- _TASK BRIEF_: Starting with the line that contains "[point] every instance of the dry twig", set down each line through the end of the entries below, exactly and with nothing added.

(Source records)
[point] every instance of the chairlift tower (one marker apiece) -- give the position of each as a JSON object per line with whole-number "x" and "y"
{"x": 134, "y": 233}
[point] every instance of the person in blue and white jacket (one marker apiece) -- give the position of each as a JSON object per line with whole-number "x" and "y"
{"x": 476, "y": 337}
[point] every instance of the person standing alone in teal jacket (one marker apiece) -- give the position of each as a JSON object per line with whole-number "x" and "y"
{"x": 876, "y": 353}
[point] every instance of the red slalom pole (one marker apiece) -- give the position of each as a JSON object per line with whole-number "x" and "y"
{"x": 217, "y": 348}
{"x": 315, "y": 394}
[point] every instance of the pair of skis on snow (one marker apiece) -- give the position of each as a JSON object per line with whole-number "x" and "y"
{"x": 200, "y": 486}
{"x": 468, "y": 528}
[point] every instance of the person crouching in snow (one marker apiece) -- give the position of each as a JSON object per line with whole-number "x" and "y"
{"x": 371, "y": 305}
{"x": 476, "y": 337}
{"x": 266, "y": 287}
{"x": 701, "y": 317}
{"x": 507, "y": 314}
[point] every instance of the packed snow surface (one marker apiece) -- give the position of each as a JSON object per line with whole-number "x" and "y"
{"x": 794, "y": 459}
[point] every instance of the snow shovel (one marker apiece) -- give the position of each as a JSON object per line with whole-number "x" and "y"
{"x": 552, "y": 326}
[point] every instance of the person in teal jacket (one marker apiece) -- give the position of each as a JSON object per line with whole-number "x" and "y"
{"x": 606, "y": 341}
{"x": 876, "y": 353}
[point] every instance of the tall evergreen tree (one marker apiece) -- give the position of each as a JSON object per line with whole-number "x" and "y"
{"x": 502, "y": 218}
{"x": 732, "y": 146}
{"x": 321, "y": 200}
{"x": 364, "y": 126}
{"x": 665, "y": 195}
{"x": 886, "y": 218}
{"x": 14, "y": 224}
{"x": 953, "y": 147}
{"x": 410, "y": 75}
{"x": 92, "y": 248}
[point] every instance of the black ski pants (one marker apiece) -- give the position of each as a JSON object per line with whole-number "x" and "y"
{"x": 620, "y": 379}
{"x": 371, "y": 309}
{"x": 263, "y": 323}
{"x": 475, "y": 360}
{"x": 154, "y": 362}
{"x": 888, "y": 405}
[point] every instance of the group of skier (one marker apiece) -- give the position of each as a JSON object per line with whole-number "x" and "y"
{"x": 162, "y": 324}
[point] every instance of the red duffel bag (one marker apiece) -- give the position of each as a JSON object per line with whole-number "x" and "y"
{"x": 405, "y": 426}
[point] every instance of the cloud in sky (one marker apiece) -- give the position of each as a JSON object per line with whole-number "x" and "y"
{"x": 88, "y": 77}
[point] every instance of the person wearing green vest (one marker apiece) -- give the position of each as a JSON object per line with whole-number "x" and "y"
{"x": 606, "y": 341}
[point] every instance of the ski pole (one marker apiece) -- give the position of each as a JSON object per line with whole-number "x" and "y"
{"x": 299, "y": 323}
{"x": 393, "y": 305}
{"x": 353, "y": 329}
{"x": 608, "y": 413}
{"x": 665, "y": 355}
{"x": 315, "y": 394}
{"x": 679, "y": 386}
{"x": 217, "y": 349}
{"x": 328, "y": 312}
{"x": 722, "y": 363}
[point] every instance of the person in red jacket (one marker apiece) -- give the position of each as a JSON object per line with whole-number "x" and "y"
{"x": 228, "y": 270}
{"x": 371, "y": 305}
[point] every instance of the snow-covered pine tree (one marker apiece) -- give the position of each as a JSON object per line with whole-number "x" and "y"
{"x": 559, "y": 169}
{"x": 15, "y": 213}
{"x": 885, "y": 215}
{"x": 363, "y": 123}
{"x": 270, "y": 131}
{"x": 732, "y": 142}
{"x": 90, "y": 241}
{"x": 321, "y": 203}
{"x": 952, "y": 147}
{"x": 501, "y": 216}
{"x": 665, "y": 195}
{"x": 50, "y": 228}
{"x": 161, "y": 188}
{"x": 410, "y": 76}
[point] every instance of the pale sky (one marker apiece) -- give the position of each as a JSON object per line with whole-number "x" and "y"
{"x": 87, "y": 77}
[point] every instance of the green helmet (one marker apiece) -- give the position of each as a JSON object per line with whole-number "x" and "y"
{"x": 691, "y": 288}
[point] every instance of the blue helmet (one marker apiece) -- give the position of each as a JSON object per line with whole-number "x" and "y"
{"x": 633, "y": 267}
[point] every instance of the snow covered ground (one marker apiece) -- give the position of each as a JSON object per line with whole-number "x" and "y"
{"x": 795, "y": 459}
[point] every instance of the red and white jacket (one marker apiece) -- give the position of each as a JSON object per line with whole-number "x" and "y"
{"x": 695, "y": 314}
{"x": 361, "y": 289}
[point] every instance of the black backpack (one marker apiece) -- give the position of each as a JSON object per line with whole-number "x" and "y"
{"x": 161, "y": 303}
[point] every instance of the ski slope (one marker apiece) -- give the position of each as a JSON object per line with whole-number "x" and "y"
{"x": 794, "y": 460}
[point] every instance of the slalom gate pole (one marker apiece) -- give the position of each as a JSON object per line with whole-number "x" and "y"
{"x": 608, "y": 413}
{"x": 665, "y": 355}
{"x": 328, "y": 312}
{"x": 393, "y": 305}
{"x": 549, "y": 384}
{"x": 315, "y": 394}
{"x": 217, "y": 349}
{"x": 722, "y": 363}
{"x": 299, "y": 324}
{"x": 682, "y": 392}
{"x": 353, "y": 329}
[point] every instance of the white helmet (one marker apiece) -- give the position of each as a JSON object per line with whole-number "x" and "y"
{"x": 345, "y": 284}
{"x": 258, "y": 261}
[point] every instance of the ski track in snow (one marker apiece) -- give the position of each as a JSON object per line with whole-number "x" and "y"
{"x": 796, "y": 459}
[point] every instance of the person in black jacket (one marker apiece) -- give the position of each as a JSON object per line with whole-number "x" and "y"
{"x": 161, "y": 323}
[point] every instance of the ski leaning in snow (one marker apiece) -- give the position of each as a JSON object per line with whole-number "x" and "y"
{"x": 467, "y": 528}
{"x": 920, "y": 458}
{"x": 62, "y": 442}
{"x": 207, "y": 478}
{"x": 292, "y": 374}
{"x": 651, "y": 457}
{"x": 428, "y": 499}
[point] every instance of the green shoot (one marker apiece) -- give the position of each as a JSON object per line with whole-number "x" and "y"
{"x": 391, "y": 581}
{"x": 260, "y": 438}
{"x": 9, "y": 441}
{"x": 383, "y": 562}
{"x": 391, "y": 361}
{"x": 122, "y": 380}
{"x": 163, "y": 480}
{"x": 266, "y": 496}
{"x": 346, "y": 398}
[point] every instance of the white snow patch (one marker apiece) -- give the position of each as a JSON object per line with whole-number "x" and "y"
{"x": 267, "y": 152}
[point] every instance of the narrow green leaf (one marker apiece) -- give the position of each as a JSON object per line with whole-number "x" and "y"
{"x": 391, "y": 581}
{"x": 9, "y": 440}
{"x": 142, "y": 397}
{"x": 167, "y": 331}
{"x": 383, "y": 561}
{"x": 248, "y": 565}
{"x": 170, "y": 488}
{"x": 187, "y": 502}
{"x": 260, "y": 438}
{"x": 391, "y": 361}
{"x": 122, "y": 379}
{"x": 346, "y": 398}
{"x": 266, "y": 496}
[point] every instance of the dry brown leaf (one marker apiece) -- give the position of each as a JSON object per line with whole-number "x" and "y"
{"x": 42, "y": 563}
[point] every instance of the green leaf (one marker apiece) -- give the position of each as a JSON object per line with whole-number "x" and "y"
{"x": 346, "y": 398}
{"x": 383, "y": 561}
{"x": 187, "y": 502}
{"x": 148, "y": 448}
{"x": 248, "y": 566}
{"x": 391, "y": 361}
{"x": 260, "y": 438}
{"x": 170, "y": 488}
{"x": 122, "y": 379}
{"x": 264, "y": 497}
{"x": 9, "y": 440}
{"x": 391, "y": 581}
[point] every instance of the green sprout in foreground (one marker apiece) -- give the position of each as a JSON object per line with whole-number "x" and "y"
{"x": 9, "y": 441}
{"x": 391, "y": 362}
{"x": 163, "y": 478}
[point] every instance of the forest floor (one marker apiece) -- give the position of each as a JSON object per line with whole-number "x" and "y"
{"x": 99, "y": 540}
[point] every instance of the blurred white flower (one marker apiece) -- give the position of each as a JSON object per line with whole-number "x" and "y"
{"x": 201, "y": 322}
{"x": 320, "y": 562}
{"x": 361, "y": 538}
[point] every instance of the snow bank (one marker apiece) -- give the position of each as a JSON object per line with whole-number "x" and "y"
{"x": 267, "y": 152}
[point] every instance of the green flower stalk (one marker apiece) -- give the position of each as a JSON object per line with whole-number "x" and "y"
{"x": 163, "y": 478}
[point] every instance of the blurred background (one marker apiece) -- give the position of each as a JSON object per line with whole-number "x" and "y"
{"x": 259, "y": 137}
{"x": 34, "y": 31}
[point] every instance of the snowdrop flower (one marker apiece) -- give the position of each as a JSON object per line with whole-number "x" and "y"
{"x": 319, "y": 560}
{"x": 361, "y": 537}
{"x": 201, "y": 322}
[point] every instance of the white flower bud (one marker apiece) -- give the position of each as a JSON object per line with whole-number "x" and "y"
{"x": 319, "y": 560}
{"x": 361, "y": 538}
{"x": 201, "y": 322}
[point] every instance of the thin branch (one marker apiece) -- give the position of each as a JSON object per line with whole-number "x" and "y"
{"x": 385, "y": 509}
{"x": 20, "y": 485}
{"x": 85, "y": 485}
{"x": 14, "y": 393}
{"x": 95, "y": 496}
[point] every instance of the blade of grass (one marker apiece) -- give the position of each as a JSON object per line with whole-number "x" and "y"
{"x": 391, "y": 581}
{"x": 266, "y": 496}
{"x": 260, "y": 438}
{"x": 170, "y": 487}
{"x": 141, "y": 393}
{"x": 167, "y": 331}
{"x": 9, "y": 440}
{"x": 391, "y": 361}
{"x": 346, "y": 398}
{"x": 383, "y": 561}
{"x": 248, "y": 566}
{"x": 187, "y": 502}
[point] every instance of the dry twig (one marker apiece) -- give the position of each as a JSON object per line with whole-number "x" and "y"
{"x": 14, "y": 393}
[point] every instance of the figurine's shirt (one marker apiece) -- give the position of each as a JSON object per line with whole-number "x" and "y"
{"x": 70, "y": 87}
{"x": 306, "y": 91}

- _RESPONSE AREA_:
[point] every instance of the dry twig (one marker apiece) -- give the position of each as a JSON object per line with whole-number "x" and "y"
{"x": 14, "y": 393}
[point] every instance of the figurine's shirt (one marker apiece) -- give the position of each as a JSON object per line with whole-number "x" and "y"
{"x": 70, "y": 87}
{"x": 306, "y": 91}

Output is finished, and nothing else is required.